* [Text to read]:

[start]

My arms folded across my chest, I nodded-- confident in the decision I was making. Four years later, I sat with the same expression and the same confidence rushing through me.
The door opened and Darin emerged letting out a sigh as he stepped across the threshold into a new segment of his life. Soon he would be our missionary, the topic of conversation at every family gathering for two years in his absence, but in that moment we hugged, realizing that this was one of our final moments together for a long time.
Of course, I would be leaving for Chile and Darin soon thereafter to some unknown corner of the globe. However, what was less apparent in that moment was the other change on the horizon.
We drove home a happy family: my mother changing the Sunday station back to her weekday oldies, my father making a pun, Darin and I shaking our heads but still laughing in our "intellectual disgust." We then said our goodnights and went our separate ways.
Looking in the mirror as I contemplated the day and prepared for my shower, my future and my past collided. I looked at myself, at the person I'd become and I was satisfied. I had accomplished more than I would have ever anticipated: success in school and work as well as the most complete understanding of myself I'd ever achieved.
I'd gone as far as I could on that path, however. Despite all of the growth I owed to the teachings of the church, and the success I'd garnered as a result of serving a mission, I felt limited by the options I had. I'd lived the celibate life I'd been prescribed for a year and come to the conclusion (after deciding not to decide for so long) that it was not what was meant for me for an entire lifetime.
I stared at myself from across the counter loosening my tie, unbuttoning my shirt, and pulling away the layers one by one until I stood in my white undergarments. Five years ago, I put them on in an act of faith and obedience. Standing as a constant reminder of the standards I was to hold and the godly power supporting me in this journey, I stood in awe of the holy garments for a moment.

[end]

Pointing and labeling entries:

[start]

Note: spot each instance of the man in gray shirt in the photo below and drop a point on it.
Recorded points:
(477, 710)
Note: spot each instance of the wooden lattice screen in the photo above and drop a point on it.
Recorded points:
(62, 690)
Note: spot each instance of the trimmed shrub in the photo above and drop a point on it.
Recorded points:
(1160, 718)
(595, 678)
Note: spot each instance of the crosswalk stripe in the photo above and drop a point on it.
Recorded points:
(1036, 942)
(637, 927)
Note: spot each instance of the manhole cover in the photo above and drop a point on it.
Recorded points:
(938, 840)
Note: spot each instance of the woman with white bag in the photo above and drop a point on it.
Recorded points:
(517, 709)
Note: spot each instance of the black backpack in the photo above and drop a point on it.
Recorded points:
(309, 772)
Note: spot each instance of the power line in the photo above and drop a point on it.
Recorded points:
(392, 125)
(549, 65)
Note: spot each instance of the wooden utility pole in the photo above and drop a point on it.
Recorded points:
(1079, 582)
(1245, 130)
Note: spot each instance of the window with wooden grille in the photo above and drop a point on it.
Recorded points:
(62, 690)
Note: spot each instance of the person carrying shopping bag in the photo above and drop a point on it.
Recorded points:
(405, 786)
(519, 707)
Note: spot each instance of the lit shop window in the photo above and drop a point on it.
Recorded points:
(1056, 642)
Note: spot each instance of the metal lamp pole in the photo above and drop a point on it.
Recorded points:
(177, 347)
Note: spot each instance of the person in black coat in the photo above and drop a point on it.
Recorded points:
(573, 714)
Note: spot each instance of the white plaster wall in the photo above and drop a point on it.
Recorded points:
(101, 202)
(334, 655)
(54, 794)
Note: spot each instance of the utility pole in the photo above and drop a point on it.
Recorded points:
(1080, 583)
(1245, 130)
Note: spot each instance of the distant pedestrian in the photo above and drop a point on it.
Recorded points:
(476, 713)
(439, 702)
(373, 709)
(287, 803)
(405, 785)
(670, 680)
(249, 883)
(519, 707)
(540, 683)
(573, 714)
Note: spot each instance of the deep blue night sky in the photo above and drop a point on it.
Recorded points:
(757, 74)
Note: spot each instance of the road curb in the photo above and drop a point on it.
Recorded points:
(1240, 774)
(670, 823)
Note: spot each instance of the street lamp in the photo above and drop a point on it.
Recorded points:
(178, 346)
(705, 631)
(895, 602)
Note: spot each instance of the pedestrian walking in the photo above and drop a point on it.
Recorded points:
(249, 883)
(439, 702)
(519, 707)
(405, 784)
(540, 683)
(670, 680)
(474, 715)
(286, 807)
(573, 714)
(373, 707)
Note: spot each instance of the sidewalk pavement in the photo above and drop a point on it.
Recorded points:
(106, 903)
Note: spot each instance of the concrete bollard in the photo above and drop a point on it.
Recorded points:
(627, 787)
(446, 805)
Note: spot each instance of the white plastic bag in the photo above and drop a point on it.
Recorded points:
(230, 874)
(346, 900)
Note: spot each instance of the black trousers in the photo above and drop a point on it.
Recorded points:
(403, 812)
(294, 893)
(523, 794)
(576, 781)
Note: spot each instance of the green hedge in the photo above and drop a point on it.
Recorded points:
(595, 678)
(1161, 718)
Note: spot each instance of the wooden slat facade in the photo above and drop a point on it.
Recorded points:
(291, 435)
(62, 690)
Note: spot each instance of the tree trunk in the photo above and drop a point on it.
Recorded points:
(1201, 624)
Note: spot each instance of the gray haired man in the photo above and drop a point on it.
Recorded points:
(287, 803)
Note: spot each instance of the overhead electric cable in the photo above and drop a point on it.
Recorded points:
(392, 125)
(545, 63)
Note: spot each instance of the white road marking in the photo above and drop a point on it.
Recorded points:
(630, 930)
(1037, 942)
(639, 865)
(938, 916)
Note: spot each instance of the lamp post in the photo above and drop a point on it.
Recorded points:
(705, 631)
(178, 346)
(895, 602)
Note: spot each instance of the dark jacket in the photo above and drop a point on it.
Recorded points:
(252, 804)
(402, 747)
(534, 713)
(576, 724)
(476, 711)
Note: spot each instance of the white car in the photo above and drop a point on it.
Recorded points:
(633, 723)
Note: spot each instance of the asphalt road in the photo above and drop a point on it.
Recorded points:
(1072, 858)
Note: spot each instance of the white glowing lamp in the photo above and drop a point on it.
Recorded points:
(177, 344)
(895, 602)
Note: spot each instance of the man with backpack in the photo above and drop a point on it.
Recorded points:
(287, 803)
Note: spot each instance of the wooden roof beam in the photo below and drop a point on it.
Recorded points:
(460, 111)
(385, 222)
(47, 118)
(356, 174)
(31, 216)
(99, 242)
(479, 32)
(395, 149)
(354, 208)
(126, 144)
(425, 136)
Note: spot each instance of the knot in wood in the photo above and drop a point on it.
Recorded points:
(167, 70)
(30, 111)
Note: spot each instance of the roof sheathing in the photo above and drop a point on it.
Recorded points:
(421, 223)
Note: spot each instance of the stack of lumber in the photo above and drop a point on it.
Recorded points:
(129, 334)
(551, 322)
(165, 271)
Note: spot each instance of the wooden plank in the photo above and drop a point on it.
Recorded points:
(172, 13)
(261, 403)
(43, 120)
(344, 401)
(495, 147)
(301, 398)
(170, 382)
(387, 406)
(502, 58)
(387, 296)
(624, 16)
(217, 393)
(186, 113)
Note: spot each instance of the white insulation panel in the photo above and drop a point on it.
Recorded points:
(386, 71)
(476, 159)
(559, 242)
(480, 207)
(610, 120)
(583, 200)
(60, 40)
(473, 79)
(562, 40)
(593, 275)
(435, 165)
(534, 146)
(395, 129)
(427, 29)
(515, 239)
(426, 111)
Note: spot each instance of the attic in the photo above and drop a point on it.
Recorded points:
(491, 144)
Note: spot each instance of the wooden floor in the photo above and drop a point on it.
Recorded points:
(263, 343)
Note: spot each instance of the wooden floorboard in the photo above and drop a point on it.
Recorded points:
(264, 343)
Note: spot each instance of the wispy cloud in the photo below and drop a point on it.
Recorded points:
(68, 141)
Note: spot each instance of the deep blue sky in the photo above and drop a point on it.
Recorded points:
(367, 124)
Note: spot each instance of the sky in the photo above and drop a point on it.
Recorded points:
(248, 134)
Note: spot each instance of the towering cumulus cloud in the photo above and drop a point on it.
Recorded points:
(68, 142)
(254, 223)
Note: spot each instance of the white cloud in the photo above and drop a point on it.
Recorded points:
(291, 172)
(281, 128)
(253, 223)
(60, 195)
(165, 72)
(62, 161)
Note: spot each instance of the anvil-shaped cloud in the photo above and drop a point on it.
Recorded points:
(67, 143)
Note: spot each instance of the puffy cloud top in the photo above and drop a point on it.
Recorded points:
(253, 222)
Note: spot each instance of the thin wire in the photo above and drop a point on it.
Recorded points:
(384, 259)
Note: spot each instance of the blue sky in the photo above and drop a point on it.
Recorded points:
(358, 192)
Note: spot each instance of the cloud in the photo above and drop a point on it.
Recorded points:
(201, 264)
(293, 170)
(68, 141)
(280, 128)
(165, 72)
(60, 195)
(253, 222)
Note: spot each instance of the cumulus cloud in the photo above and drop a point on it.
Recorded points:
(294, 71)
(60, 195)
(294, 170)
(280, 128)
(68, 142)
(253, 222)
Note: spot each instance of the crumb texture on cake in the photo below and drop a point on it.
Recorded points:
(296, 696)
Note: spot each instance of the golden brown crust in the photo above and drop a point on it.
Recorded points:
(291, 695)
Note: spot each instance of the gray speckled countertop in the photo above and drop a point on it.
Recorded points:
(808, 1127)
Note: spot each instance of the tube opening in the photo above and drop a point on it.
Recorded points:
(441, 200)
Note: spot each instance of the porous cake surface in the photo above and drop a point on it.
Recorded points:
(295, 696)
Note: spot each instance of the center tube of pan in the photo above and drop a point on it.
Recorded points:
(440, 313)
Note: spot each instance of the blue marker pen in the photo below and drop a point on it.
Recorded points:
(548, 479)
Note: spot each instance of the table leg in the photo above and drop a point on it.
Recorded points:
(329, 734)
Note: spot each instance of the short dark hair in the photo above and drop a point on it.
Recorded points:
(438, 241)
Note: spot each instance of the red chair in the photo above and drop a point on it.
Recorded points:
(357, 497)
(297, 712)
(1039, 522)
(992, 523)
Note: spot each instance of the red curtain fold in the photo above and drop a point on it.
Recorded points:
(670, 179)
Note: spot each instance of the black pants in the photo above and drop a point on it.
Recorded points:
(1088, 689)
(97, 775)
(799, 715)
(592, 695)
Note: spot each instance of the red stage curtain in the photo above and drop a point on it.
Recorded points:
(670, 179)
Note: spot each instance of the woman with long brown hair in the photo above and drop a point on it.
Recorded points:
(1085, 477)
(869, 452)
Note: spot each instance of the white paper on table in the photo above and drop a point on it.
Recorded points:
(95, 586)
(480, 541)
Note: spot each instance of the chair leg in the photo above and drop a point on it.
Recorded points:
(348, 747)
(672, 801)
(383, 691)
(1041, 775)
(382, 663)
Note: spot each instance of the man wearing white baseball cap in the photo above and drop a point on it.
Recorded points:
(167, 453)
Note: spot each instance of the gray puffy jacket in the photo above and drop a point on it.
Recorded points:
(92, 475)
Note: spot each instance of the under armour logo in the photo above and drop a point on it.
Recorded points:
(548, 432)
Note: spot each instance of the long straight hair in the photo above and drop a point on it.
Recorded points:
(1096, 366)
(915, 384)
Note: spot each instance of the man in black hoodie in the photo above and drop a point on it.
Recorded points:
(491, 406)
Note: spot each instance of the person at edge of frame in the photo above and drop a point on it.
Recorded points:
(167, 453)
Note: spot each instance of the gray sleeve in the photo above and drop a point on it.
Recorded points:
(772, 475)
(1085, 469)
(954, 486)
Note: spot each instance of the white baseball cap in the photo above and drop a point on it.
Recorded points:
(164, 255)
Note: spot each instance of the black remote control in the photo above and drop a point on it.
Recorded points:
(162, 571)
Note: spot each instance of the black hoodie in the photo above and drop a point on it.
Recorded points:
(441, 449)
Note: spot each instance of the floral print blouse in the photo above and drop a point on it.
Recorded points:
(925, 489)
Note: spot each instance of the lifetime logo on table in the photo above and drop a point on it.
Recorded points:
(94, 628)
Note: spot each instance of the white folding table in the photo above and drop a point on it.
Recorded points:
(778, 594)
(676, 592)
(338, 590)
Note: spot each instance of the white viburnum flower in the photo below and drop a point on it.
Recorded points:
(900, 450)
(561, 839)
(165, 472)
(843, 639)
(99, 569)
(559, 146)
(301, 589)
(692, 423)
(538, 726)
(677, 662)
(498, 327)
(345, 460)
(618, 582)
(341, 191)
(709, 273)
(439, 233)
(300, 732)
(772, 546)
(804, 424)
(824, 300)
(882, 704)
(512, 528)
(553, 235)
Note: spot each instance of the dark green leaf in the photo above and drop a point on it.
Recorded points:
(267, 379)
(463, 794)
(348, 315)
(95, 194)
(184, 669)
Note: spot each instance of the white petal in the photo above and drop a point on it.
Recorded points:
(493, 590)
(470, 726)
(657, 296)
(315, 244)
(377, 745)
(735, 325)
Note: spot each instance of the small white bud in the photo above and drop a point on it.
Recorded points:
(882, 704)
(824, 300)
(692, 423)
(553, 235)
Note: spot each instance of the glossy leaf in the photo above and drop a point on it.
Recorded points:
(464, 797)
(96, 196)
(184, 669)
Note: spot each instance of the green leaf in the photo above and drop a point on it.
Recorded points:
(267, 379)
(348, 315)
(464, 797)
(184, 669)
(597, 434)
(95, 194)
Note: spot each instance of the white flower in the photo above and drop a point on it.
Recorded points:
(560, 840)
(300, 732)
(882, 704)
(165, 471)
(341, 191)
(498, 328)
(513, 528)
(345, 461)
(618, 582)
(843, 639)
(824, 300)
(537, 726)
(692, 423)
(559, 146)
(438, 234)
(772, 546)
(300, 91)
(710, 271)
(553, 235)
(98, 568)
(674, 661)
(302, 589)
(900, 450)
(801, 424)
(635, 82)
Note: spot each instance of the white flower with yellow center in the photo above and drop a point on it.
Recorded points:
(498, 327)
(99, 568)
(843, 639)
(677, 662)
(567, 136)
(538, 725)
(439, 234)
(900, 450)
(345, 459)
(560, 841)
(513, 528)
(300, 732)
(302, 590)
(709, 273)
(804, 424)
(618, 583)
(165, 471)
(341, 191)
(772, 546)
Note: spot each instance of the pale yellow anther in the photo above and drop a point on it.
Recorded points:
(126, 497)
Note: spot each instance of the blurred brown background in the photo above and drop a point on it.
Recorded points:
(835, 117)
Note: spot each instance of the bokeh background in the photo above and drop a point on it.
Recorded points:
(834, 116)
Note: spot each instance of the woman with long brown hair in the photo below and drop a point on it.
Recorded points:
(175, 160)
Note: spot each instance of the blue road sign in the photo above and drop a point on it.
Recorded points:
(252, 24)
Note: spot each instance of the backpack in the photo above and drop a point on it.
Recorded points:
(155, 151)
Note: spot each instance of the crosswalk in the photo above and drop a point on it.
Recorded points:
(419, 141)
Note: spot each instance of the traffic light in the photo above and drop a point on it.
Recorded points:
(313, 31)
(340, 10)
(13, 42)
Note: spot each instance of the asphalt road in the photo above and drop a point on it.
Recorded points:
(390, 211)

[end]

* [To-do list]:
• a. Format the listing lines from the one containing "Note: spot each instance of the backpack" through the end of the listing, both included, as a numbered list with blank lines omitted.
• b. Resume the personal narrative about the brother's missionary farewell and the night in front of the mirror, picking up right after its final sentence.

* [Solved tasks]:
• a.
1. Note: spot each instance of the backpack in the photo above and drop a point on it.
2. Recorded points:
3. (155, 151)
4. Note: spot each instance of the crosswalk in the photo above and drop a point on it.
5. Recorded points:
6. (419, 141)
7. Note: spot each instance of the traffic light in the photo above and drop a point on it.
8. Recorded points:
9. (313, 31)
10. (340, 10)
11. (13, 42)
12. Note: spot each instance of the asphalt road in the photo above and drop a point on it.
13. Recorded points:
14. (390, 211)

• b.
Then, I removed them for the last time and stood before myself completely vulnerable: a small gut veiled by chest hair, breasts slightly plump for a man, tiger-stripe stretch marks lining the sides of my body. My strengths became just as apparent as I scrutinized my frame: muscular legs shaped by years climbing up hills, arms colored olive by the rays of the sun, angular face framed by scruff.
For years, I'd been taught that this was God's greatest gift, that the human body stands as a vessel of godliness containing the power of creation. Somehow, the elevation of the body as a glorious construction of a godless universe also seemed compatible in that moment. So, I realized as I hunched over and stared into my own brilliantly hazel eyes a simple truth-- whether God existed or not, whether He created me or not, I had the potential within me to make a life of which I could be proud-- a life with which I could be satisfied and happy.
End of Series.
End, Book I.
7 comments:
"For years, I'd been taught that this was God's greatest gift, that the human body stands as a vessel of godliness containing the power of creation."
This reminds me of something Pope John Paul II said in the talks he gave presenting his Theology of the Body. Here is how it is paraphrased in the book I am excerpting on my blog. "The body is a primordial sacrament, a visible sign of God's invisible mystery. This is the mystery of truth and love, of the divine life, in which the human person really participates. The body alone is capable of making visible the invisible. It was created to be a sign of God's love in the visible world.
"Through man, created in God's image, the sacramentality of the world is revealed. By means of the physical body, the human person is a visible sign of the love out of which God created all things." (Emphasis added)
In fact, in his own words, the Pope also said that the body is "created to transfer into the visible reality of the world the mystery hidden from eternity in God."
No doubt there are some differences between Catholic and Mormon theology on this point, but I was struck by the element of resemblance.
dude...
Standing as a constant reminder of the standards I was to hold and the godly power supporting me in this journey, I stood in awe of the holy garments for a moment. Then, I removed them for the last time and stood before myself completely vulnerable.
You have to explain this. To give away power & support & purposely become vulnerable. I know its complex and simple at the same time. If you ever needed some heavenly connection that garments give us...is it not now in this struggle? I well understand that the table at the institution is not inspiring but your personal spirituality something very separate must carry forth with hope and courage. Your body is a work of beauty and power and seeks fullfillment. Why can't the physical and the spiritual unite?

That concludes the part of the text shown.